[Task description]: How many lines in the items below contain the string "road"? Reply with the number alone.
## BEGIN Data section
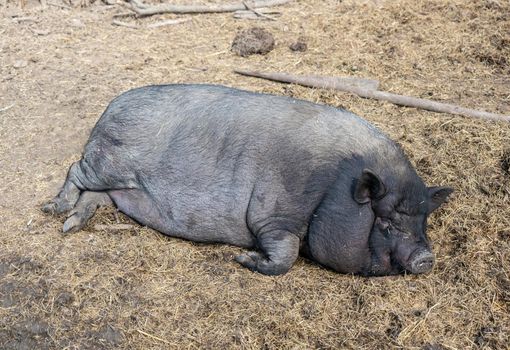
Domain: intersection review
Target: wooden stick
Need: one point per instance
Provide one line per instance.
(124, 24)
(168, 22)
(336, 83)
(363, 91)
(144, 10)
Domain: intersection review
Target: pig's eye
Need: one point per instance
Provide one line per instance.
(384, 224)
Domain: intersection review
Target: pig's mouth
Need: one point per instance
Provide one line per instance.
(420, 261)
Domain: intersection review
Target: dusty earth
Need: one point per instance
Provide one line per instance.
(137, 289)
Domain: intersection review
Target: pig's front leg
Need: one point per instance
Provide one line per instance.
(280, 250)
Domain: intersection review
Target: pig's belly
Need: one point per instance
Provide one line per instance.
## END Data section
## BEGIN Data section
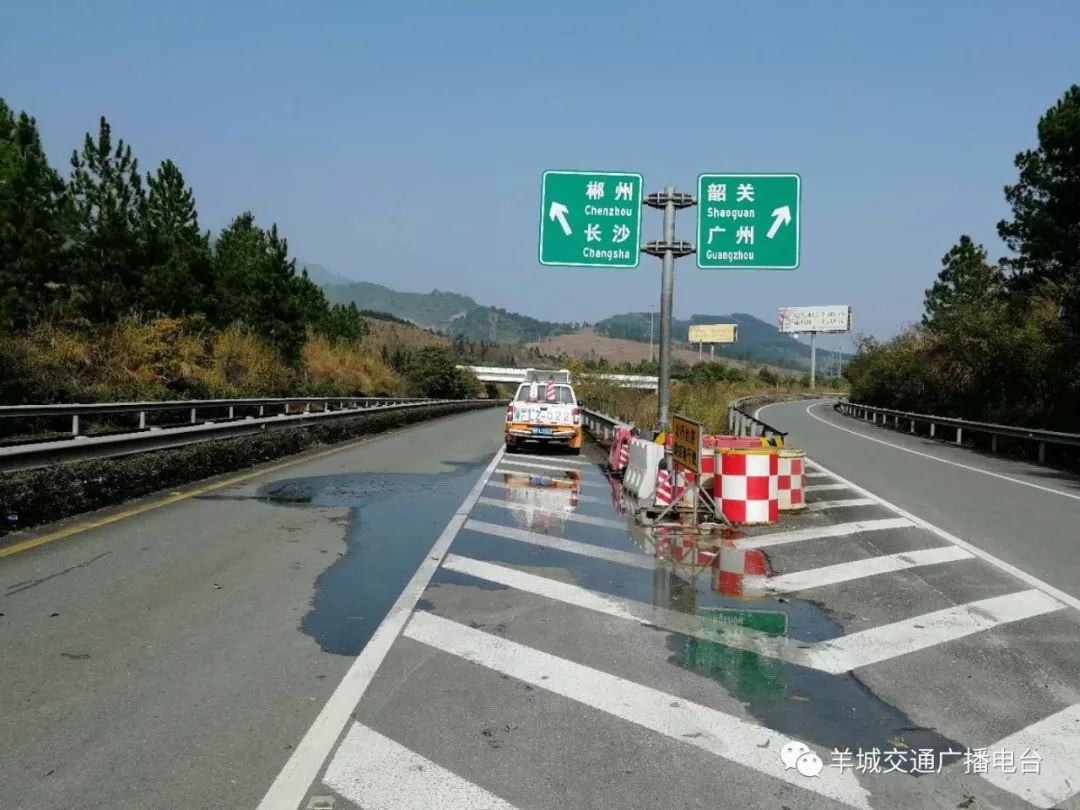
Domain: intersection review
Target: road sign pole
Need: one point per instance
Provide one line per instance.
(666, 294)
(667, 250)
## END Data section
## BEGIN Data section
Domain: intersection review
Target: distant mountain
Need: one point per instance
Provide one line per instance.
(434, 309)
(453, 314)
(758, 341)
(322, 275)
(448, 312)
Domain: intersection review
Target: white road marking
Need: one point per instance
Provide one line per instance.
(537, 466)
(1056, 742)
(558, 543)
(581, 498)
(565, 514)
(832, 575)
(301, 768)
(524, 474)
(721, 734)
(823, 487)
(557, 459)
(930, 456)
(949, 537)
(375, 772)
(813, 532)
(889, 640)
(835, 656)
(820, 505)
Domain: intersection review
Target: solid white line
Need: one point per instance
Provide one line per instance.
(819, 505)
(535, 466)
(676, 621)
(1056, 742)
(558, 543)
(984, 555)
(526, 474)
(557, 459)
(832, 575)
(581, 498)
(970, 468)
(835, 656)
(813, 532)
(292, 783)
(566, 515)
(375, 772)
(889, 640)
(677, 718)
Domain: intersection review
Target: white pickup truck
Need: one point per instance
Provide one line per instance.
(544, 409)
## END Data section
[Task solution]: 2